> [Teks Bacaan]:
“Wahai Diri Jika Kau Tidak Gugur Di Medan Juang
Kau Tetap Akan Mati Walau Di Atas Ranjang”
Kau Tetap Akan Mati Walau Di Atas Ranjang”
Waktu itu Rasulullah saw. sedang duduk di suatu tempat dataran tinggi kota Mekah, menghadapi para utusan yang datang dari kota Madinah, dengan bersembunyi-sembunyi dari kaum Quraisy. Mereka yang datang ini terdiri dari duabelas orang utusan suku atau kelompok yang kemudian dikenal dengan nama Kaum Anshar (penolong Rasul). Mereka sedang dibai’at Rasul (diambil janji sumpah setia) yang terkenal pula dengan Hama Bai’ah al-Aqabah al-Ula (Aqabah pertama). Merekalah pembawa dan penyiar Islam pertama ke kota Madinah, dan bai’at merekalah yang membuka jalan bagi hijrah Nabi beserta pengikut beliau, yang pada gilirannya kemudian, membawa kemajuan pesat bagi Agama Allah yaitu Islam. Maka salah seorang dari utusan yang dibai’at Nabi itu, adalah Abdullah bin Rawahah.
Dan sewaktu pada tahun berikutnya, Rasulullah saw. membai’at lagi 73 orang Anshar dari penduduk Madinah pada bai’at ‘Aqabah kedua, maka tokoh Ibnu Rawahah ini pun termasuk salah seorang utusan yang dibai’at itu.
Kemudian sesudah Rasulullah bersama shahabatnya hijrah ke Madinah dan menetap di sana, maka Abdullah bin Rawahah pulalah yang paling banyak usaha dan kegiatannya dalam membela Agama dan mengukuhkan sendi-sendinya. Ialah yang paling waspada mengawasi sepak terjang dan tipu muslihat Abdullah bin Ubay (pemimpin golongan munafik) yang oleh penduduk Madinah telah dipersiapkan untuk diangkat menjadi raja sebelum Islam hijrah ke sana, dan yang tak putus-putusnya berusaha menjatuhkan Islam dengan tidak menyia-nyiakan setiap kesempatan yang ads. Berkat kesiagaan Abdullah bin Rawahah yang terus-menerus mengikuti gerak-gerik Abdullah bin Ubay dengan cermat, maka gagallah usahanya, dan maksud-maksud jahatnya terhadap Islam dapat dipatahkan.

> [Bagian Data]:

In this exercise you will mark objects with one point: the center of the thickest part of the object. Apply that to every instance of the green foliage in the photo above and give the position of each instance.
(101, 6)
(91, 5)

> [Tugas Tertulis]:
1 - Menurut teks tentang Abdullah bin Rawahah, berapa orang Anshar dari penduduk Madinah yang dibai'at Rasulullah pada bai'at 'Aqabah kedua?
2 - Teruskan teks tentang Abdullah bin Rawahah, dimulai setelah kalimat terakhirnya.

> [Jawaban Latihan]:
1 - 73 orang.

2 -
Ibnu Rawahah adalah seorang penulis yang tinggal di suatu lingkungan yang langka dengan kepandaian tulis baca. Ia juga seorang penyair yang lancar, yang untaian syair-syairnya meluncur dari lidahnya dengan kuat dan indah didengar.
Semenjak ia memeluk Islam, dibaktikannya kemampuannya bersyair itu untuk mengabdi bagi kejayaan Islam. Dan Rasulullah menyukai dan meni’mati syair-syairnya dan sering beliau minta untuk lebih tekun lagi membuat syair.
Pada suatu hari, beliau duduk bersama para shahabatnya, tiba-tiba datanglah Abdullah bin Rawahah, lalu Nabi bertanya kepadanya: “Apa yang engkau lakukan bila engkau hendak mengucapkan syair?”
Jawab Abdullah: “Kurenungkan dulu, kemudian baru kuucapkan”. Lalu teruslah ia mengucapkan syairnya tanpa menunggu lama, demikian kira-kira artinya secara bebas:
“Wahai putera Hasyim yang baik,
Sungguh Allah telah melebihkanmu dari seluruh manusia
Dan memberimu keutamaan, dimana orang tak usah iri
Dan sungguh aku menaruh firasat baik yang kuyakini terhadap dirimu
Suatu firasat yang berbeda dengan pandangan hidup mereka
Seandainya anda bertanya dan meminta pertolongan mereka
Dalam memecahkan persoalan, tiadalah mereka hendak menjawab atau membela
Karena itu Allah mengukuhkan kebaikan dan ajaran yang anda bawa
Sebagaimana Ia telah mengukuhkan dan memberi pertolongan kepada Musa”.
Mendengar itu Rasul menjadi gembira dan ridla kepadanya, lalu sabdanya: “Dan engkau pun akan diteguhkan Allah”.
Dan sewaktu Rasulullah sedang thawaf di Baitullah pada ‘umrah qadla, Ibnu Rawahah berada di muka, beliau sambil membaca syair dari rajaznya:
“Oh Tuhan, kalaulah tidak karena Engkau,
niscaya tidaklah kami akan mendapat petunjuk, tidak akan bersedeqah dan shalat!
Maka mohon diturunkan sakinah atas kami
dan diteguhkan pendirian kami jika musuh datang menghadang.
Sesungguhnya orang-orang yang telah aniaya terhadap kami,
bila mereka membuat fitnah akan kami tolak dan kami tentang”.
Orang-orang Islam pun sering mengulang-ulangi syair-syairnya yang indah.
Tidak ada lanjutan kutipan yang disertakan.